SOURCE PASSAGE
+-------+

Enterprise applications are extremely vulnerable to this level of optimization as they dynamically handle large amounts of data of constantly shifting importance. Data that is critical to cache at one point in time may be useless at another, and the selection of the best data to cache at each point in time is highly dependent on current access statistics.
Efficiently Integrating Hardware and Software
A major benefit of OCZ’s XL Series of acceleration and virtualization software is its advanced application policy-based algorithms that enable IT professionals to select from a set of optimized ‘application-specific’ caching policies to make knowledgeable selections of what data to store in cache. Unlike traditional caching software architectures, the XL Series uses an innovative approach to enterprise caching, called ‘Direct Pass Caching,’ that not only enables application optimized cache selections to be made, but at the same time, minimizes data access times to SSD flash. With this new solution, the caching software and SSD flash work together to optimize both the ‘hit ratio’ and the access speed.
At the heart of this new technology are two key design elements featuring a cache director and a cache analysis engine, both of which work in unison to achieve high ‘hit ratios’ and high IOPS concurrently. As illustrated in Figure 2, while the data path director is a thin, streamlined and efficient filter driver that quickly directs appropriate data requests to SSD flash, it is able to make advanced ‘statistically-optimized’ decisions on what data to cache. To do so, it uses an API (application programming interface) to communicate out-of-band with its cache engine analysis module. This cache director uses periodic updates to dynamically send the latest information on the application access patterns to the caching engine which is then able to perform deep statistical out-of-band analysis to dynamically optimize caching policies.
The caching engine is now primed to constantly direct dynamically-optimized selection rules to the data path cache director. In this way, the director is able to constantly make the right choice of what to cache, based on these rules, without needing to perform cycle-consuming analysis in the data path.

+-------+

DATA EXTRACT
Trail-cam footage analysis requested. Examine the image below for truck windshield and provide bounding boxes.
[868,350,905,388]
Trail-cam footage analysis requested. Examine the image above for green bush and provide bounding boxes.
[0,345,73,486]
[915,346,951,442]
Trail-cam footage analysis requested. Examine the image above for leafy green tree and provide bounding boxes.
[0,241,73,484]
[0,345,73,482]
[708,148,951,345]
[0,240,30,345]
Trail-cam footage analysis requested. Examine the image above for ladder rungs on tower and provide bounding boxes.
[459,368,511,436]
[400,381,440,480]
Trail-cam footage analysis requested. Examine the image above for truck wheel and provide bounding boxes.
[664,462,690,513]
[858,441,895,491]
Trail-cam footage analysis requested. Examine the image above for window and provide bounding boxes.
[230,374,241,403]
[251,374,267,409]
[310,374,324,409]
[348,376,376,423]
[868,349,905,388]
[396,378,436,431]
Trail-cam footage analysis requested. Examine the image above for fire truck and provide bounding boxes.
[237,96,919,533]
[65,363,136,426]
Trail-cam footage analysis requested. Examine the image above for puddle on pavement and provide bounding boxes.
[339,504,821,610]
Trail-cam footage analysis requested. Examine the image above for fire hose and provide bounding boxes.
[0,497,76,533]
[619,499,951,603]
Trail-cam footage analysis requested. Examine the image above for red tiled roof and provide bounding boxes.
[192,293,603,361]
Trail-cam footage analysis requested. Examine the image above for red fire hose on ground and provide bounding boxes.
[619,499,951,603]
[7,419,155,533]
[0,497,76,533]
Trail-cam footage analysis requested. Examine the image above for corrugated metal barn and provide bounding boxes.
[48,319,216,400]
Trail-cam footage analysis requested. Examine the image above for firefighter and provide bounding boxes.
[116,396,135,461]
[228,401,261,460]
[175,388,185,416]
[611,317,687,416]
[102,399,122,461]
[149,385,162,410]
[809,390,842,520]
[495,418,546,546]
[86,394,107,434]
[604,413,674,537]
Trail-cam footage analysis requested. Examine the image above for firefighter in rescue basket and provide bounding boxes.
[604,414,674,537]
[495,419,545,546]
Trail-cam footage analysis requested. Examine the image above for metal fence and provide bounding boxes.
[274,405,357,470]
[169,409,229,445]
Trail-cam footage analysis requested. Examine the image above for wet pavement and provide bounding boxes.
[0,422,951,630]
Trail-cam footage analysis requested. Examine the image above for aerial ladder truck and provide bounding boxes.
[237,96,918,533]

+-------+

LIST OF TASKS
A) Rewrite the paragraph of the passage about XL Series caching that begins "A major benefit of OCZ's XL Series" as a short bulleted list, keeping its main facts.
B) Answer these questions using the passage about XL Series caching:
(i) What does the passage say the selection of the best data to cache at each point in time is highly dependent on?
(ii) What does the cache director use to communicate out-of-band with its cache engine analysis module?
(iii) According to the final paragraph, what kind of analysis does the director not need to perform in the data path?

EXERCISE RESPONSES
A)
- OCZ's XL Series acceleration and virtualization software uses advanced application policy-based algorithms.
- IT professionals can pick from a set of optimized application-specific caching policies to decide what data to store in cache.
- Unlike traditional caching software architectures, it uses an approach called Direct Pass Caching.
- Direct Pass Caching enables application-optimized cache selections while minimizing data access times to SSD flash.
- The caching software and SSD flash work together to optimize both the hit ratio and access speed.

B)
(i) It is highly dependent on current access statistics.
(ii) It uses an API (application programming interface).
(iii) It does not need to perform cycle-consuming analysis.